The divides in education, age and opportunity are truly immense. And combining those three elements makes any real shift in rural America a very complicated task.
To get a sense of the divides look at four very different types of counties within the American Communities Project – the Big Cities, Urban Suburbs, both densely-packed population centers, and Rural Middle America and Working Class Country. You can see them on this map in pink, dark orange, royal blue and dark blue respectively.
To get a sense of how different those places are in terms of look and feel, consider the populations. There are only 153 counties in those big urban types, but they hold 140 million people. In those two rural types there are 936 counties, but they have a combined population of only 30 million.
But the gap between them is about a lot more than how spread-out their populations are.
The Urban Suburbs are the best-educated places in the country, 35% of the people who live there have at least a bachelor’s degree, according to Census data. The Big Cities are close behind with about 32% holding at least a bachelor’s.
The drop is sharp when one dips into rural places. In Rural Middle America, less than 20% have at least bachelor’s degree. In Working Class Country counties it is under 15%.
That closes a lot of doors to high-paying jobs in those rural communities.
Those rural counties are also substantially older than their urban counterparts. Gallup polling data from 2013 shows the average age of those rural counties is over 50. In the urban communities it is about 45.
When you are looking at average ages, five years is a big difference.
The data also show that about 20% of the population in those rural counties is over the age of 62. In the urban counties that figure is closer to 15%. And of course, retraining workers for new jobs is much harder than training and retraining younger workers.
So, in a broader sense, the economic challenges in rural America are structural and growing more difficult.

■ Data segment:
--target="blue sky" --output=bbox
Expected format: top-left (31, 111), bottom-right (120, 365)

■ To-do list:
1. In the text on rural America, what share of people living in the Urban Suburbs hold at least a bachelor's degree?
2. List every county type from the American Communities Project that the text on rural America names.
3. Reproduce a section of the text on rural America. Begin at the words "To get a sense of the" and stop after "only 30 million.".

■ The replies:
1. 35%

2. Big Cities, Urban Suburbs, Rural Middle America, Working Class Country

3.
To get a sense of the divides look at four very different types of counties within the American Communities Project – the Big Cities, Urban Suburbs, both densely-packed population centers, and Rural Middle America and Working Class Country. You can see them on this map in pink, dark orange, royal blue and dark blue respectively.
To get a sense of how different those places are in terms of look and feel, consider the populations. There are only 153 counties in those big urban types, but they hold 140 million people. In those two rural types there are 936 counties, but they have a combined population of only 30 million.